-- 练习题目 1 --
请把下面这篇谈艺术与审美的文章里，从“一谈到艺术,很多人就会将它与”一直到“可以相互统一,也可以彼此独立,互不影响。”的这一段一字不差地抄录下来。

-- 文章原文 --
一谈到艺术,很多人就会将它与审美自然地联系在一起,认为只有具备了审美功能才称得上是艺术,或者说,艺术必须是审“美”的,而非审“丑”的,等等。但随着时代的发展、个人认知的提高,会对所谓的“审美”越来越抱有警惕,也越来越会看到,艺术除了审美价值之外,还有认识价值、伦理价值,以及学术价值、经济价值等的多元价值取向与价值判断,它们之间可以相互统一,也可以彼此独立,互不影响。
为什么这样说呢?当然是基于对审美客观、深入的理解,更与把握艺术发展的规律特点等有关。不可否认,每个人都有自己的审美,都有自己的审美观,在品评艺术作品的时候,也总会根据自己的主观感知和个体经验来进行好坏优劣的判断,不过往往这种判断因受审美主体个人修养、知识结构、价值立场、理解能力等的不同而存在较大差异,甚至会出现大相径庭、截然相反的观点和看法。这当然无可厚非,只有允许不同的声音,允许百家争鸣,才更有利于社会思想的活跃,更有利于对美的不同层面、不同维度的认识,进而在观点的相互碰撞、激荡中不断提升大众的整体审美水平、认知水平。所以我们要警惕“一言堂”,警惕对审美的同化教育、填鸭式灌输。同时也要努力打破个人的僵化思维、审美定势,面对新事物、新艺术、新创作,理应要有新的视角、新的理念,以及新的解读与品评方式。
但这里要重点说的是,其实艺术并不完全都是审美问题,或者说不完全属于审美系统、审美范畴,尤其是现当代艺术,不仅仅只是审“美”、审“丑”这样一个简单的、单向度的问题,相反,要看到其复杂性和多元性,也更需要我们用复合角度,从更多向度、更多维度来对其进行思考和审视。譬如很多时候除了审美,它还可能纯粹是一种思想的启蒙、观念的传递、文化的考量、精神的诉求、价值的表达,抑或是对某些社会现象、社会问题等的介入和回应等,总之艺术的属性与功能并不唯一,其形态也是丰富多样。所以我们在欣赏或者评判一件艺术作品时,如果感觉自己在审美这个方面实在无法理解和接受,不妨调整一下视角,转换一下思路,从别的渠道与路径来加以感受、分析,或许会有新的启示、发现和收获,而非简单的一元思维,或者顽固的二元对立思想,致使自己走进认知盲区、审美误区,甚至是死胡同。那样的话,整个人就会很困惑,很痛苦,久而久之也会失去对艺术的兴致与好感。
正因为艺术没有标准答案,也不需要标准答案,那么就要求我们无论在艺术创作还是艺术欣赏、评判的过程中,都要具备多元思维、发散思维,要不断进行自我思维的修正、进化和提升,积极扩充审美边界、认知边界,打破思维定势、固有观念,唯有如此,才能创作出更好的作品,才能更好地走进艺术、理解艺术。特别是现当代艺术,它们相比传统艺术而言,更加具有开放性、包容性和互动性,甚至很多时候就是在与观众的互动中创作完成的,因此一千个读者也便会有一千个哈姆雷特,这也是现当代艺术之所以能被更多人喜欢的重要原因。当然喜欢的人越多,质疑的人也就越多,尤其对于一些挑战我们日常审美习惯的创作,总是会被当成异类和非主流而大加讨伐。

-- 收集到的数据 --
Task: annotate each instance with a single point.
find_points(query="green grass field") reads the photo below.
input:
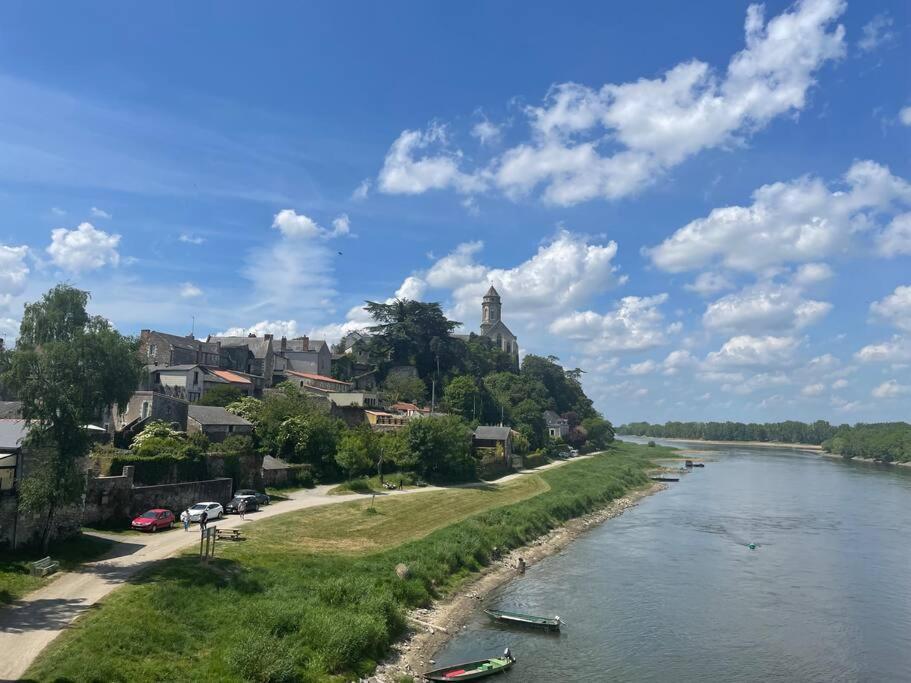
(15, 580)
(313, 595)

-- 练习题目 2 --
把上面列表中的每一行都写成 JSON 字符串数组里的一项，空行跳过。图片不要放进答案。

-- 作答内容 1 --
一谈到艺术,很多人就会将它与审美自然地联系在一起,认为只有具备了审美功能才称得上是艺术,或者说,艺术必须是审“美”的,而非审“丑”的,等等。但随着时代的发展、个人认知的提高,会对所谓的“审美”越来越抱有警惕,也越来越会看到,艺术除了审美价值之外,还有认识价值、伦理价值,以及学术价值、经济价值等的多元价值取向与价值判断,它们之间可以相互统一,也可以彼此独立,互不影响。

-- 作答内容 2 --
[
  "Task: annotate each instance with a single point.",
  "find_points(query=\"green grass field\") reads the photo below.",
  "input:",
  "(15, 580)",
  "(313, 595)"
]